* Begin Provided text *

St. Mark was a young man in the earliest days of the church and by the end of his life had played an important role in spreading the Good News of Jesus in Asia and North Africa. He even touches us as well, through the Gospel which bears his name.
We first hear of Mark in the Acts of the Apostles on the day Peter was released miraculously from prison. Peter returned in the night to the home of Mark’s mother, a gathering place of the community in Jerusalem (Acts 12:12).
Mark may have been the young man in the Garden of Gethsemane who ran away naked when Jesus was arrested, but the young man is not named, so we don’t know for sure (Mark 14:50-52).
Later we hear of Mark traveling with Paul and Barnabas on their first missionary journey. Early in that journey, Mark left them and returned to Jerusalem (Acts 13:13). No explanation is given for his departure from the mission. Paul was very unhappy about it and later refused to take Mark along on his second journey. As a result, Barnabas did not travel with Paul on the second trip, going instead with Mark to Cyprus (Acts 15:37-39).
Mark spent many years with Peter. He is mentioned in various contexts in later chapters of Acts and in the first letter of Peter, always in terms of his faithfulness in proclaiming the Good News of Jesus.

* End Provided text *
* Begin Dataset extract *

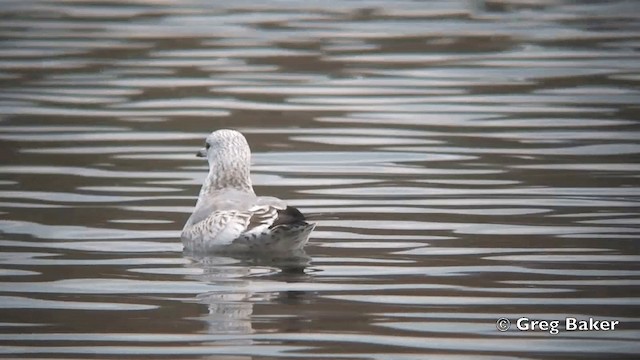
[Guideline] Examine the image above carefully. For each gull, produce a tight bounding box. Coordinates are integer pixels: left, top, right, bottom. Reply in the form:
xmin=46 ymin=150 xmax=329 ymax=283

* End Dataset extract *

→ **Aim of the task**: Copy the passage about St. Mark word for word, from "St. Mark was" up to and including "sure (Mark 14:50-52).".

→ **Output**:
St. Mark was a young man in the earliest days of the church and by the end of his life had played an important role in spreading the Good News of Jesus in Asia and North Africa. He even touches us as well, through the Gospel which bears his name.
We first hear of Mark in the Acts of the Apostles on the day Peter was released miraculously from prison. Peter returned in the night to the home of Mark’s mother, a gathering place of the community in Jerusalem (Acts 12:12).
Mark may have been the young man in the Garden of Gethsemane who ran away naked when Jesus was arrested, but the young man is not named, so we don’t know for sure (Mark 14:50-52).